§ **Text block**
+++++

Thank you Veronica, it is a shame, such a beautiful country doesn't have an efficient system. It is so worrying and I am completely frustrated by this situation. I don't know why they don't understand the situation the people have to face. I went several times and I tried to call them every 5 minutes nearly every day. The phone was ringing constantly but no body answered either nobody take a responsibility. Just wait what wait! That's only I can do. How many hundreds of people like me facing the same situation. This is going on and on for years and years. It will never improve!


----------



## philbotch (Dec 4, 2013)

In 3 separate visits to the Migration Department in Nicosia I have been told that during the year preceding an application for citizenship applicants may have absences from Cyprus of "10-20 days" for holidays and "up to 90 days" for other reasons, such as compassionate circumstances. 
It is difficult to find out how the latter policy is applied in practice.

I have also been told on two occasions by the same Department that EU citizens can apply for citizenship after 5, rather than 7 years though it is not printed on the immigration section of the MOI website.


----------



## panikos0 (Feb 7, 2015)

In 2016 they were proccesing applications from 2009. That can give you an idea on how long it takes to get an answer. As you said that you applied in 2011,you should expect an answer 2018 if there have been even more delays.

You could try and file a complain to the Cypriot Ombudsman. In case close to my family they actively tried to pressure the immigration department and kept me upto to date on status of the application.


----------



## Krishni (May 5, 2017)

*Cyprus passport*

Thank you Panikos, 
I don't mind about how long they will take to issue my passport. The problem is even they are not issuing my MEU2 which I can travel without any problem. At the moment they have issued me a re entry permit which most of England airports do not recognised. Every time, I am held up at the airport with several questions. So difficult to explain to them. I am studying in the UK and because of this re entry permit, every 3 month, I have to return to Cyprus. I am really fed up at the moment.

At the moment my file is in the Ministry of Interior. That's why migration can not issue my MEU2. They have sent several request ,send my file back to Migration so they can issue my MEU2 but no one take a notice.


----------



## madmum54 (Apr 24, 2016)

what are the advantages of getting citizenship over just the yellow slip which most have


----------



## Krishni (May 5, 2017)

With passport Easy to travel and you will get all rights as a citizen of Cyprus but not with the yellow slip. You can travel with your yellow slip for a few countries not as much as passport. When yellow slip will be expired you have all these trouble to renew it again and it is valid only for five years.

+++++

§ **Given problem**
Continue the forum thread about Cypriot citizenship and residence papers from its final post.

+++++

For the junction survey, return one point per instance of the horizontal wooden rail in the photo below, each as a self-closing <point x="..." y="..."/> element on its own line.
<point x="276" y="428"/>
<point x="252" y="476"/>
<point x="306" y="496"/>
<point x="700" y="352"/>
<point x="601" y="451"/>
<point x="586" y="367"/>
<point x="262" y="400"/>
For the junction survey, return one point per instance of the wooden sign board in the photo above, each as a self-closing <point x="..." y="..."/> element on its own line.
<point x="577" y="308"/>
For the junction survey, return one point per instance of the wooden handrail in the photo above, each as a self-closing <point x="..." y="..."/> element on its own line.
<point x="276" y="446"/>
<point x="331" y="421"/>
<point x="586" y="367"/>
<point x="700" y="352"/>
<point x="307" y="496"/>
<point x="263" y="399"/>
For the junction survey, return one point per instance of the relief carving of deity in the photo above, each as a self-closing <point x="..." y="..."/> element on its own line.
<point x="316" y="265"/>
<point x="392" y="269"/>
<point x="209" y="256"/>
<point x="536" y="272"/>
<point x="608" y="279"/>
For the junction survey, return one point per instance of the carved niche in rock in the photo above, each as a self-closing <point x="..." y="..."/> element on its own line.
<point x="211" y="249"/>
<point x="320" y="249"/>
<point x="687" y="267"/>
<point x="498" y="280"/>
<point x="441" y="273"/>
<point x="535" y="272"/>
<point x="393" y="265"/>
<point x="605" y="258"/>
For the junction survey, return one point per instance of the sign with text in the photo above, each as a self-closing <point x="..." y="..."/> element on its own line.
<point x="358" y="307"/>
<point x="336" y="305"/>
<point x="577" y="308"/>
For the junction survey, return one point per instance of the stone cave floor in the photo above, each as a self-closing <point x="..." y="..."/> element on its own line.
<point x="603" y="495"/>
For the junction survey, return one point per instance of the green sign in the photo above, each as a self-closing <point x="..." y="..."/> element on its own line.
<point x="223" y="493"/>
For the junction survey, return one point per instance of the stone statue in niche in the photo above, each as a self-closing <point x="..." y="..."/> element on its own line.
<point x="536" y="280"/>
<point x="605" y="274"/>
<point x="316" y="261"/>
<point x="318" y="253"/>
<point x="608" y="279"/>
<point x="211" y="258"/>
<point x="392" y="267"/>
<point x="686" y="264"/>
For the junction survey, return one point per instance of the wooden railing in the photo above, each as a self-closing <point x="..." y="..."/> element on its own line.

+++++

§ **Written reply**
My problem is at the moment, I don't have even one.


----------



## PeteandSylv (Sep 24, 2008)

That's the first I've heard of anything to do with travelling with a yellow slip. As I understand it the yellow slip is an EU requirement to establish the country of residency regardless of which passport or passports are held by the individual. Within Shenken countries you can travel using a passport or identity card, everywhere else requires a passport.

Pete


----------



## Krishni (May 5, 2017)

No Pete, I traveled to a lot of EU countries with my Yellow Slip(MEU2) under free movement EU low. Only the EU country we cannot travel with yellow slip is the UK


----------



## PeteandSylv (Sep 24, 2008)

Krishni said:


> No Pete, I traveled to a lot of EU countries with my Yellow Slip(MEU2) under free movement EU low. Only the EU country we cannot travel with yellow slip is the UK


I am very surprised by your answer. I have never heard of anyone travelling with just a yellow slip and I can't find any EU or other regulation stating that you can.

I wonder if you have confused the ability to move from one Schengen country to another across internal borders without any border check.

In all cases I see that the advice is to always have a passport or identity card with you. The MEU2 is never mentioned.

If you have any reference that clarifies this I would be grateful if you would post it.

Pete


----------



## Krishni (May 5, 2017)

Sorry Pete for the misunderstanding.
Of course you must have your passport! 
I meant visa for EEA family members. Yellow slip can use as a visa.


----------



## panikos0 (Feb 7, 2015)

PeteandSylv said:


> I am very surprised by your answer. I have never heard of anyone travelling with just a yellow slip and I can't find any EU or other regulation stating that you can.
> 
> I wonder if you have confused the ability to move from one Schengen country to another across internal borders without any border check.
> 
> ...


Non-EU family members of EU nationals can use their MU2 obtained in Cyprus to travel to the UK.


----------



## madmum54 (Apr 24, 2016)

If passport is the only advantage then it would be no point for us. just keep our UK ones

I thought the yellow slips did not expire any more


----------



## Krishni (May 5, 2017)

Sorry Pete, I didn't know that. I never tried to travel to England with my MEU2 because UK always got their own rules. I didn't want to get stuck at the border.

Yes, MEU1 doesn't have any expiry date,


----------



## philbotch (Dec 4, 2013)

Anyone have any idea how proof of residency works for applications for citizenship based on years of residence?


----------



## nhowarth (Dec 6, 2017)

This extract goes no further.